- _SOURCE_

Tuesday, September 8, 2015

...a dream of maps, a dream of seas...

"He beheld an image of the Earth in his hands, held aloft.  He no longer saw it as it was commonly perceived: it was no longer the amalgam of its constituents.  The blindness erupted, he opened ancient eyes upon a faceted jewel.  He shifted the sphere in the sun's singular beam.  At once there shone the red core, the next the warming thrum of topaz, the next the clearest blue.  The world shifted, but he controlled its pitch, he controlled its effect." ~ The Lipherious Gazette, 08SEP15

As a child, what factors would draw you into a book?  It's cover most likely.  Next would be the author.  Perhaps a provocative title.  It's shape, paper weight, heft, smell, print, pictures, inlay, fore edge, fly leaf, end sheets, pastedown...things known and not yet known.  All of them combined were constituents to an experience.  You will hear this from me often: a book is technology.  From the standpoint of knowledge the democratization of the printed book has enjoyed a much greater lifespan of revolution, progress, education than the internet.  The internet would not exist if not for the book.  The erudition of the human citizen would be far less certainly.

What drew me well after a story was read, as a child, was the fictional map in the end sheets.  The maps of well known stories can instantly recall the hero's journey.  It can, in an instance, provide the eye all of the salient points of a book.  It allowed a child to dream.  To run a finger over rivers, across roads, feeling the courseness of the paper and the 'realness' of a story.

End sheet maps run the gamut of monotone or color.  If authenticity of age is required, the monotone sepia of the past lends credence.  Color is immediate and modern.  Each tell a story in different ways.  Here are a few of the ones that have led me on an endless journey to seek more...

- _ENTRIES PROVIDED_

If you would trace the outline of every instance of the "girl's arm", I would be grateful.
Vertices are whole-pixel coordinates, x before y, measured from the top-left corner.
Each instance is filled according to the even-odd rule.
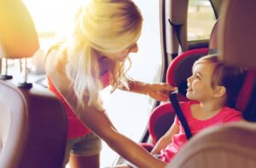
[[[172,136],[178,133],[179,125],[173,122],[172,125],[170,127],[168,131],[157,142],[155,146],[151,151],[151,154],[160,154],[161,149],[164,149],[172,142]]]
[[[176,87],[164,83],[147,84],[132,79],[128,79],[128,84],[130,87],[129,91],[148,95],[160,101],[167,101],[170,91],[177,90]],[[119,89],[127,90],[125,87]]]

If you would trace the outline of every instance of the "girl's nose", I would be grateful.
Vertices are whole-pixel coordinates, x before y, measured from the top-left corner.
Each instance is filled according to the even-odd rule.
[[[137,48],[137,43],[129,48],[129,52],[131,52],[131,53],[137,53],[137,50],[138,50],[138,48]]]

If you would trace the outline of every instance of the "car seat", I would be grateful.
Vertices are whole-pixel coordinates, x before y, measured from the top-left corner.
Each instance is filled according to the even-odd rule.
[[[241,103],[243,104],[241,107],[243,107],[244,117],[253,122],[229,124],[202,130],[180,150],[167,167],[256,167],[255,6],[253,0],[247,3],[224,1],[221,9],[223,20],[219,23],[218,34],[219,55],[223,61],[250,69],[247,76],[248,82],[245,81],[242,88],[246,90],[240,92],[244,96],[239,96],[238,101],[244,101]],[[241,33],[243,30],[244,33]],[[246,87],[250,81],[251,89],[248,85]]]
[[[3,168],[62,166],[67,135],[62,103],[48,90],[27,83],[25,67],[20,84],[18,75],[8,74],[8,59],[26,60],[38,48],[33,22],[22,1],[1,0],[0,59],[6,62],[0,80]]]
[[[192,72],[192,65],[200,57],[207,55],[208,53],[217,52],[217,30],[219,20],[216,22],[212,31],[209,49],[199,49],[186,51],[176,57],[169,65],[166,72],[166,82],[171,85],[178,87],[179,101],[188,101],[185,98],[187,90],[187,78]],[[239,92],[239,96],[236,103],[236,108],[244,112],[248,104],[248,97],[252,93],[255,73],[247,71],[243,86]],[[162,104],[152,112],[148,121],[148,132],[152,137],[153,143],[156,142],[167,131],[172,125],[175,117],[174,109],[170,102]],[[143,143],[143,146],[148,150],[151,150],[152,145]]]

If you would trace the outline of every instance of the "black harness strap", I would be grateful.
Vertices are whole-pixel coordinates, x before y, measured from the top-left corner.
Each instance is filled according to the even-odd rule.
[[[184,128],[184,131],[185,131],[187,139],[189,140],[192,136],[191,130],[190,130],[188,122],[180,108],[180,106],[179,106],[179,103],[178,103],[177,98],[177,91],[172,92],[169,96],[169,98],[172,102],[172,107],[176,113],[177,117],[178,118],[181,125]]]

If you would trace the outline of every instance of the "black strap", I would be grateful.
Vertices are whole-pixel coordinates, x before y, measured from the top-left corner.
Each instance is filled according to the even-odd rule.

- _THE PROBLEM_
Please extract the passage from the post about book maps, starting with "As a child, what" and going on through "far less certainly.", copying it word for word.

- _FULL SOLUTION_
As a child, what factors would draw you into a book?  It's cover most likely.  Next would be the author.  Perhaps a provocative title.  It's shape, paper weight, heft, smell, print, pictures, inlay, fore edge, fly leaf, end sheets, pastedown...things known and not yet known.  All of them combined were constituents to an experience.  You will hear this from me often: a book is technology.  From the standpoint of knowledge the democratization of the printed book has enjoyed a much greater lifespan of revolution, progress, education than the internet.  The internet would not exist if not for the book.  The erudition of the human citizen would be far less certainly.